WORK TO COMPLETE: Give back the entries that follow exactly as written. Any picture gets left out.

AVAILABLE DATA:
.....
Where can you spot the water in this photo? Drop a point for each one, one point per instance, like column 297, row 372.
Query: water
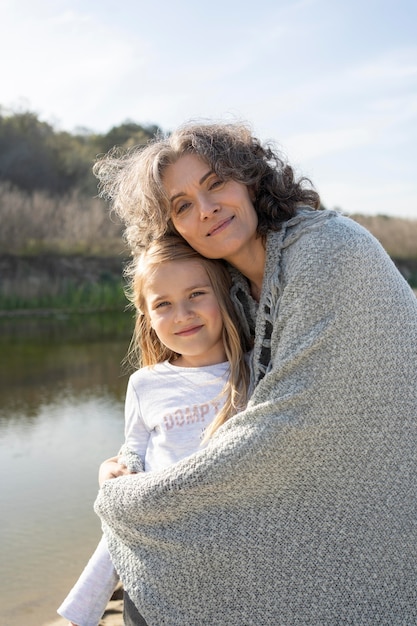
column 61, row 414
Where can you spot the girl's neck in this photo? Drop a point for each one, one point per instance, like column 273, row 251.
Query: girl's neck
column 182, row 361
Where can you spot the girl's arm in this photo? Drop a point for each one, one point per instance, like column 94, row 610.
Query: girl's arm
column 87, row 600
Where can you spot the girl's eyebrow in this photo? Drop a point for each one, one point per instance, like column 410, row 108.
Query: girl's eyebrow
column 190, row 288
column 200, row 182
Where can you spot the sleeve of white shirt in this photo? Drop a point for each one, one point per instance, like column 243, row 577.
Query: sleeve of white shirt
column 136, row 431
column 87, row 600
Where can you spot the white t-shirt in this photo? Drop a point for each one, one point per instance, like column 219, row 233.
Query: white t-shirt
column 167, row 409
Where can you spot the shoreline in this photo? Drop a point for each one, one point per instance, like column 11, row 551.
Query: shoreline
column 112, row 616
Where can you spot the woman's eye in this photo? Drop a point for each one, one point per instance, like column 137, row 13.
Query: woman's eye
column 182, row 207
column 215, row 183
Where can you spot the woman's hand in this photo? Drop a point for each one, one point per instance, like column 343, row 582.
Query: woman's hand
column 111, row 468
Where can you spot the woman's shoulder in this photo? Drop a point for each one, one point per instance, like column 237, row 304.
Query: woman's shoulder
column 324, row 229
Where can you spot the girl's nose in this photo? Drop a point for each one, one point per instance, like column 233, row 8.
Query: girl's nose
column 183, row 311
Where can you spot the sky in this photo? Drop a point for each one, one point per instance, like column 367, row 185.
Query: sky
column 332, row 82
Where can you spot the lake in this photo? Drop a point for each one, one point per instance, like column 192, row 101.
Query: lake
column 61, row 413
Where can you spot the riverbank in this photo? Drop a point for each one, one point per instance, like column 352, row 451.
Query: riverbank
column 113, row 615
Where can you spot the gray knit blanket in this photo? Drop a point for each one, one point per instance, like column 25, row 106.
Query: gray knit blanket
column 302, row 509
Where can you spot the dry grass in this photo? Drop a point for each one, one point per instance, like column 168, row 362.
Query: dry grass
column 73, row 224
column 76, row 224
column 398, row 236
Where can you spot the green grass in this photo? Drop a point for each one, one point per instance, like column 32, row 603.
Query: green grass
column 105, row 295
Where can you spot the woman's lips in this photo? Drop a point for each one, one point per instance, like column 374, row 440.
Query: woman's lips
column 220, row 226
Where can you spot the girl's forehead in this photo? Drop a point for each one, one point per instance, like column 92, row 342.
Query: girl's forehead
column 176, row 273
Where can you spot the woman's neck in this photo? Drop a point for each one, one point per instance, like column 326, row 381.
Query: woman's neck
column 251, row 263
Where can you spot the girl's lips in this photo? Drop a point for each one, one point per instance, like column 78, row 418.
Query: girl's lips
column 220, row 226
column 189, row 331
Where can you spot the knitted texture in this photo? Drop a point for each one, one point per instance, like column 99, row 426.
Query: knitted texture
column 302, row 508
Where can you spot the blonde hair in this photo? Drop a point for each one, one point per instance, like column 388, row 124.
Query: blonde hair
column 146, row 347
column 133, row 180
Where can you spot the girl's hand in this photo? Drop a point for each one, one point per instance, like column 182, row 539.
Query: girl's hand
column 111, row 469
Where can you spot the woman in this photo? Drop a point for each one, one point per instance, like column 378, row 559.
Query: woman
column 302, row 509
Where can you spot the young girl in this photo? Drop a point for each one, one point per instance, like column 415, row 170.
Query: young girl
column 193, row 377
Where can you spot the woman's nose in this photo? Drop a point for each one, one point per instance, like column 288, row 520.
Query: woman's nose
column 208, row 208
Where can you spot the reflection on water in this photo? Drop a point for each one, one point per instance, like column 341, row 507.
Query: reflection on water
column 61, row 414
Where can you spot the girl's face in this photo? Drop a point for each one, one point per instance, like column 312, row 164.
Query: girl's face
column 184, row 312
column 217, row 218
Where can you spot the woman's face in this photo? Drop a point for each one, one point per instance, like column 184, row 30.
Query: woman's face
.....
TASK ANSWER:
Where can you spot the water in this photo? Drop a point for each one, one point per instance, like column 297, row 372.
Query: water
column 61, row 414
Where can you spot the girl's neck in this photo? Drop a point for each one, one point per instance, like column 273, row 251.
Query: girl's neck
column 182, row 361
Where can you spot the girl's arm in this photo? Drop a point for each one, one point per instance, like column 94, row 610.
Query: girl's arm
column 87, row 600
Where can you spot the girl's eyebrow in this photo? Drop a point for each one, one point per instance, like column 410, row 108.
Query: girl's eyebrow
column 190, row 288
column 200, row 182
Where can you spot the sleeve of white shirt in this photo? Drop a point for each one, one point per instance, like column 243, row 577.
Query: sleeve of white shirt
column 136, row 431
column 87, row 600
Where can you spot the white t-shirt in this photo? Drop a point for each one, one point per instance, like column 219, row 233.
Query: white t-shirt
column 167, row 409
Where can you spot the shoreline in this photo? Drop a point for each one, one point per instance, like column 11, row 551.
Query: shoreline
column 112, row 616
Where can you spot the woman's eye in this photo? Drop a point for each one, one point per instance, like column 137, row 13.
Query: woman's eye
column 182, row 207
column 215, row 183
Where can you spot the woman's hand in this photo? Drop a point for each one, one point per instance, like column 343, row 582.
Query: woman's hand
column 111, row 468
Where can you spot the woman's shoulder in this photo? Drop a point for each one, one point per instance, like column 237, row 304.
Query: woman's shoulder
column 324, row 229
Where can you spot the girl's nose in this photo? Drop a point for each one, one point per instance, like column 233, row 8.
Query: girl's nose
column 183, row 311
Where can you spot the sky in this photo? Drop a point for each one, one point per instance, like column 367, row 185.
Query: sky
column 332, row 82
Where can you spot the lake in this photo? Drop a point for each one, one point per instance, like column 192, row 101.
Query: lake
column 61, row 413
Where can you spot the riverbank in this photo? Drop a point for each one, one point per instance, like column 352, row 451.
Query: riverbank
column 113, row 615
Where can you spot the gray knit blanket in this photo? Drop a point for each one, one point per instance, like column 25, row 106.
Query: gray knit blanket
column 302, row 509
Where can you spot the dry grass in this photo? Drop a point for each one, one point per instance, like column 168, row 362.
Query: dry grass
column 73, row 224
column 76, row 224
column 398, row 236
Where can you spot the green grass in this photo? Drop a point for each one, one point per instance, like column 32, row 603.
Query: green grass
column 105, row 295
Where can you spot the woman's lips in this photo? Drop a point for each one, one point per instance, like column 374, row 440.
Query: woman's lips
column 220, row 226
Where can you spot the girl's forehead in this photo? Drop a point for each one, one point per instance, like column 92, row 342.
Query: girl's forehead
column 176, row 273
Where can you spot the woman's neck in this photo? Drop a point for each one, one point per instance, like column 326, row 381.
Query: woman's neck
column 251, row 263
Where can you spot the girl's lips in this photo? Drop a point for each one, one point per instance, like column 78, row 418.
Query: girl's lips
column 220, row 226
column 189, row 331
Where can you spot the knitted texture in this photo? Drop a point for each one, one point per instance, like column 99, row 426.
Query: knitted texture
column 302, row 508
Where can you spot the blonde hair in this photo? Drop a point for each one, one point per instance, like column 388, row 124.
Query: blonde hair
column 146, row 347
column 133, row 180
Where can you spot the girl's hand in this photo? Drop a point for each one, one point per instance, like column 182, row 539.
Query: girl's hand
column 111, row 469
Where can you spot the woman in this photo? Drop a point for each one, one point per instance, like column 378, row 559.
Query: woman
column 302, row 509
Where can you spot the young girl in this photo? Drop a point for each one, one point per instance, like column 415, row 170.
Query: young girl
column 193, row 377
Where can you spot the woman's nose in this photo? Drop a point for each one, one point per instance, like column 288, row 520.
Query: woman's nose
column 208, row 208
Where can you spot the reflection on water in this photo? Drop a point for each one, one point per instance, like column 341, row 507.
Query: reflection on water
column 61, row 414
Where can you spot the girl's face in this photo? Drop a point for each one, one point per instance, like column 312, row 164.
Query: girl's face
column 184, row 312
column 217, row 218
Where can you spot the woman's face in this photo? Drop a point for each one, one point per instance, like column 184, row 30.
Query: woman's face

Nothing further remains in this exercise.